__EXERCISE REQUIREMENTS__
Return every line of the data below word for word, but leave out the pictures.

>>>

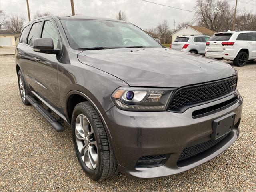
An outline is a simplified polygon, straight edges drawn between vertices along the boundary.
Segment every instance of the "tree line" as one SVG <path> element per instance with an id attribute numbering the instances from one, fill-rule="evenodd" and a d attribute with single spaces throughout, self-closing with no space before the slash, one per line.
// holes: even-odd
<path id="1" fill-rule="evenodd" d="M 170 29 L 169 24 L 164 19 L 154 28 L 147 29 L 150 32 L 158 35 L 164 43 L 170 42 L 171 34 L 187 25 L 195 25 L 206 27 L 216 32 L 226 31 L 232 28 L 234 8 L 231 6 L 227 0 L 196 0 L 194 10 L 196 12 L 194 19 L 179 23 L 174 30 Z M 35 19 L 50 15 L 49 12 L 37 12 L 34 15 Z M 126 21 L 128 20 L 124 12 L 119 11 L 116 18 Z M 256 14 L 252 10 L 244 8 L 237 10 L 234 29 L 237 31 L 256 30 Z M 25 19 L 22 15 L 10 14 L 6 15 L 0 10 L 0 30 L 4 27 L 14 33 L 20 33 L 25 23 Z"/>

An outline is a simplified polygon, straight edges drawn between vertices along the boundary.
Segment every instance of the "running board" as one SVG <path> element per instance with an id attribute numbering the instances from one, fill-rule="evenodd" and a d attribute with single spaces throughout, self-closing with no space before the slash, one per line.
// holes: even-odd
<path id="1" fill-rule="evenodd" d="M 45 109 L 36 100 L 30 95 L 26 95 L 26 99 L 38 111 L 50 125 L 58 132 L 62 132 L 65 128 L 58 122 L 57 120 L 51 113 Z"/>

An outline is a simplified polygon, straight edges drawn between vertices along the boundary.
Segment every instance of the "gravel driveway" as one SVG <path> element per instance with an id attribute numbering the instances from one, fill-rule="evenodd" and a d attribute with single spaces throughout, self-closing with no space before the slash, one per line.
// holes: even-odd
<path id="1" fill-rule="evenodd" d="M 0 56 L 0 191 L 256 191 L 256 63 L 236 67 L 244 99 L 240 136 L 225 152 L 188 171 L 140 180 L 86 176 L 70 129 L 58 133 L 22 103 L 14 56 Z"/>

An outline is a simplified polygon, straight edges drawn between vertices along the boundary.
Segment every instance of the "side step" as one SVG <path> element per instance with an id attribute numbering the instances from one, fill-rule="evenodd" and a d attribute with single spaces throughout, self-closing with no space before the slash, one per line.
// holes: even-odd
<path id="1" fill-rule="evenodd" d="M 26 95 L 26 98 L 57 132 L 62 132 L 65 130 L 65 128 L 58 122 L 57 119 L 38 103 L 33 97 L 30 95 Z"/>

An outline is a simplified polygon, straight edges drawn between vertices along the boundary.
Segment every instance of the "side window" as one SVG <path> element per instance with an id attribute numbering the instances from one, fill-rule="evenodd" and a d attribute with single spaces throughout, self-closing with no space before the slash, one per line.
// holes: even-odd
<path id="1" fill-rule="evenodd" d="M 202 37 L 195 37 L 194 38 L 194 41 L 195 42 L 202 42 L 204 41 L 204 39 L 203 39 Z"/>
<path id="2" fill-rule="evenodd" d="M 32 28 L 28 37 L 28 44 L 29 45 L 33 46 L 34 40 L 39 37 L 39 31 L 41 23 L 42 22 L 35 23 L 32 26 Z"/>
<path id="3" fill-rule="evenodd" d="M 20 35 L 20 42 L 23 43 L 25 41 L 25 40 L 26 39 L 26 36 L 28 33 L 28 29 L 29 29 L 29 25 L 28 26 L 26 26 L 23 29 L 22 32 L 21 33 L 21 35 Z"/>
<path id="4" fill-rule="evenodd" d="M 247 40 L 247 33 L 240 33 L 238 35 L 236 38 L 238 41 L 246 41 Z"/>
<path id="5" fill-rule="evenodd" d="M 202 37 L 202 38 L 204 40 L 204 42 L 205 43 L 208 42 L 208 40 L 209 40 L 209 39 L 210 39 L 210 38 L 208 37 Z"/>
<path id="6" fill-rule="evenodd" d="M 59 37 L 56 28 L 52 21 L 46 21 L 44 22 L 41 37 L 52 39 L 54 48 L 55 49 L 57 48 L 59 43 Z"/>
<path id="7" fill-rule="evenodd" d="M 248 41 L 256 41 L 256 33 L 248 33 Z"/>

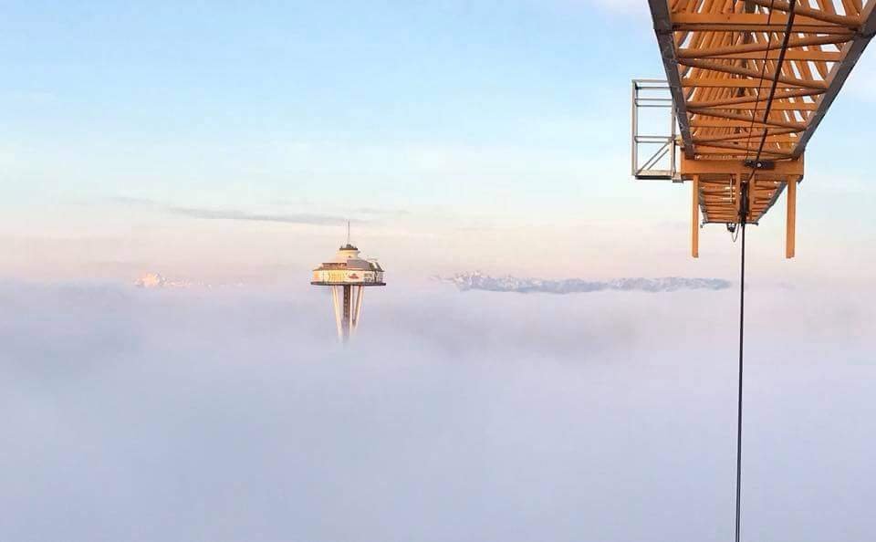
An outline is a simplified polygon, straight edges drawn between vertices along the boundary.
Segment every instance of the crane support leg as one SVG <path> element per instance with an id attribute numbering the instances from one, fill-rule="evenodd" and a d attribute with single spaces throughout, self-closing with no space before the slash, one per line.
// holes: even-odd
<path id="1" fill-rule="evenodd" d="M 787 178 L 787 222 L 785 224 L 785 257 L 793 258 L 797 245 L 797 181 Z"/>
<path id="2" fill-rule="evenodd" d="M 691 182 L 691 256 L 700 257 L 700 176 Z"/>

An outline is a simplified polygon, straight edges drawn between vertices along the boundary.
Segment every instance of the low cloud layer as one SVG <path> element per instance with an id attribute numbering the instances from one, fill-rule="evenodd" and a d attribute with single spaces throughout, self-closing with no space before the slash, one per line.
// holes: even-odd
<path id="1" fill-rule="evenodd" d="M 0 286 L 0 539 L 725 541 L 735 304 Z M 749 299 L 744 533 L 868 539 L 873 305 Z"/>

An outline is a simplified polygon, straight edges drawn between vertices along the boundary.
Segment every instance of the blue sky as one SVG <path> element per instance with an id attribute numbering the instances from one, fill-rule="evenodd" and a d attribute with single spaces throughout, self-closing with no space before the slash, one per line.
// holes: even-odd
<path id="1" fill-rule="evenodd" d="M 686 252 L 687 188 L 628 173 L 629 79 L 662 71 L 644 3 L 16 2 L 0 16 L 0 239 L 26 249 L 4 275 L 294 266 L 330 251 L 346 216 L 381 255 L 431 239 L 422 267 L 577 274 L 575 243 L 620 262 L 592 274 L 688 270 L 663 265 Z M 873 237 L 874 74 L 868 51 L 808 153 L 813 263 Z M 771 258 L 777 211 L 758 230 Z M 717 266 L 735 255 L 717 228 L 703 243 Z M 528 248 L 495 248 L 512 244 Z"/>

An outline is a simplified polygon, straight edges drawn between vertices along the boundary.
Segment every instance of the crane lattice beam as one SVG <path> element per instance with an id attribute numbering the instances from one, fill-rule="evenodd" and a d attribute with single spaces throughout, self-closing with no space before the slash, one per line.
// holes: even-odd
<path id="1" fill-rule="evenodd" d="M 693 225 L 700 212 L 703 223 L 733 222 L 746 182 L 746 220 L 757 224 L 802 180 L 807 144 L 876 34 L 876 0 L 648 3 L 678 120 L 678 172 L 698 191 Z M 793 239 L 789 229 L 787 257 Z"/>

<<<

__ANSWER TO THIS EXERCISE__
An outline is a simplified polygon, straight edges drawn between vertices along the boundary.
Segment every instance of the "tree line" as one SVG <path> element per instance with an id attribute numbering the instances from one, fill-rule="evenodd" and a d attribute with single spaces throughout, self-closing with no space before the slash, one per line.
// holes: even-odd
<path id="1" fill-rule="evenodd" d="M 170 29 L 169 24 L 164 19 L 154 28 L 147 29 L 150 32 L 158 35 L 164 43 L 170 42 L 171 34 L 187 25 L 195 25 L 206 27 L 216 32 L 226 31 L 232 28 L 234 8 L 231 6 L 227 0 L 196 0 L 194 10 L 196 12 L 194 19 L 179 23 L 174 30 Z M 35 19 L 50 15 L 49 12 L 37 12 L 34 15 Z M 126 21 L 128 20 L 124 12 L 119 11 L 116 18 Z M 256 14 L 252 10 L 244 8 L 237 10 L 234 29 L 237 31 L 256 30 Z M 25 19 L 22 15 L 10 14 L 6 15 L 0 10 L 0 30 L 4 27 L 14 33 L 20 33 L 25 23 Z"/>

An outline is a simplified polygon, straight edges drawn between vertices along the boundary.
Segment every instance of the "running board" as one SVG <path> element per instance with an id attribute numbering the instances from one, fill-rule="evenodd" and a d attribute with single spaces throughout, self-closing with no space before the slash, one per line.
// holes: even-odd
<path id="1" fill-rule="evenodd" d="M 45 109 L 36 100 L 30 95 L 26 95 L 26 99 L 38 111 L 50 125 L 58 132 L 62 132 L 65 128 L 58 122 L 57 120 L 51 113 Z"/>

An outline is a simplified polygon, straight edges drawn between vertices along the boundary.
Segment every instance of the "gravel driveway" as one SVG <path> element per instance with an id attribute numbering the instances from one, fill-rule="evenodd" and a d attribute with single spaces throughout, self-closing with no space before the slash, one per line.
// holes: even-odd
<path id="1" fill-rule="evenodd" d="M 0 56 L 0 191 L 256 191 L 256 63 L 236 67 L 244 99 L 240 136 L 225 152 L 188 171 L 140 180 L 86 176 L 70 129 L 58 133 L 22 103 L 14 56 Z"/>

An outline is a simplified polygon, straight edges drawn between vertices along the boundary.
Segment every instance of the "side step" as one SVG <path> element per instance with an id attribute numbering the instances from one, fill-rule="evenodd" and a d attribute with single spaces throughout, self-closing with no space before the slash, one per line.
// holes: even-odd
<path id="1" fill-rule="evenodd" d="M 26 95 L 26 98 L 57 132 L 62 132 L 65 130 L 65 128 L 58 122 L 57 119 L 38 103 L 33 97 L 30 95 Z"/>

An outline is a simplified polygon, straight edges drawn between vertices along the boundary.
Segment every instance of the "side window" as one SVG <path> element per instance with an id attribute numbering the instances from one, fill-rule="evenodd" and a d attribute with single spaces throughout, self-closing with no space before the slash, one per line.
// holes: even-odd
<path id="1" fill-rule="evenodd" d="M 202 37 L 195 37 L 194 38 L 194 41 L 195 42 L 202 42 L 204 41 L 204 39 L 203 39 Z"/>
<path id="2" fill-rule="evenodd" d="M 32 28 L 28 37 L 28 44 L 29 45 L 33 46 L 34 40 L 39 37 L 39 31 L 41 23 L 42 22 L 35 23 L 32 26 Z"/>
<path id="3" fill-rule="evenodd" d="M 20 35 L 20 42 L 23 43 L 25 41 L 25 40 L 26 39 L 26 36 L 28 33 L 28 29 L 29 29 L 29 25 L 28 26 L 26 26 L 23 29 L 22 32 L 21 33 L 21 35 Z"/>
<path id="4" fill-rule="evenodd" d="M 247 40 L 247 33 L 240 33 L 238 35 L 236 38 L 238 41 L 246 41 Z"/>
<path id="5" fill-rule="evenodd" d="M 202 37 L 202 38 L 204 40 L 204 42 L 205 43 L 208 42 L 208 40 L 209 40 L 209 39 L 210 39 L 210 38 L 208 37 Z"/>
<path id="6" fill-rule="evenodd" d="M 59 37 L 56 28 L 52 21 L 46 21 L 44 22 L 41 37 L 52 39 L 54 48 L 55 49 L 57 48 L 59 43 Z"/>
<path id="7" fill-rule="evenodd" d="M 248 41 L 256 41 L 256 33 L 248 33 Z"/>

An outline is a simplified polygon, straight edges drawn between vertices along the boundary.
Segment every instance of the crane support leg as one SVG <path> element per instance with an id attribute numbering the instances from one, fill-rule="evenodd" and a d attribute with single spaces throughout, self-closing with no space before the slash, one per line.
// holes: even-odd
<path id="1" fill-rule="evenodd" d="M 787 178 L 787 222 L 785 224 L 785 257 L 793 258 L 797 245 L 797 181 Z"/>
<path id="2" fill-rule="evenodd" d="M 691 182 L 691 256 L 700 257 L 700 176 Z"/>

An outline is a simplified polygon, straight edges drawn between vertices along the boundary.
Segment every instance of the low cloud layer as one SVG <path> element per instance with an id attribute numbering the instances from one, fill-rule="evenodd" and a d attribute with single spaces throughout, self-closing with no space before the slash, one per line.
// holes: even-odd
<path id="1" fill-rule="evenodd" d="M 0 286 L 0 539 L 725 541 L 735 304 Z M 749 299 L 744 533 L 868 539 L 873 305 Z"/>

An outline is a simplified polygon, straight edges drawn between vertices along the boundary.
Segment every instance of the blue sky as one SVG <path> element per instance with an id attribute numbering the instances from one, fill-rule="evenodd" and a d attribute with single spaces throughout, self-closing with no space before the slash, one per line.
// holes: even-odd
<path id="1" fill-rule="evenodd" d="M 686 252 L 687 188 L 628 173 L 629 79 L 662 71 L 644 3 L 16 2 L 0 16 L 0 239 L 26 249 L 4 275 L 294 266 L 330 251 L 346 216 L 381 255 L 431 239 L 422 267 L 577 274 L 575 243 L 620 262 L 592 274 L 688 270 L 663 265 Z M 873 237 L 874 74 L 868 51 L 808 153 L 813 263 Z M 771 258 L 777 211 L 758 230 Z M 717 266 L 735 255 L 717 228 L 703 243 Z M 528 248 L 495 248 L 512 244 Z"/>

An outline is a simplified polygon, straight edges drawn between vertices along the boundary.
Segment every instance of the crane lattice beam as one SVG <path> element per instance with an id attribute numbering the instances from one, fill-rule="evenodd" and a d attribute with single spaces throughout, self-closing with no space before the slash, one per line.
// holes: even-odd
<path id="1" fill-rule="evenodd" d="M 693 225 L 700 212 L 703 223 L 733 222 L 746 182 L 746 220 L 757 224 L 802 180 L 807 144 L 876 34 L 876 0 L 648 3 L 678 120 L 678 172 L 698 191 Z M 793 239 L 789 229 L 787 257 Z"/>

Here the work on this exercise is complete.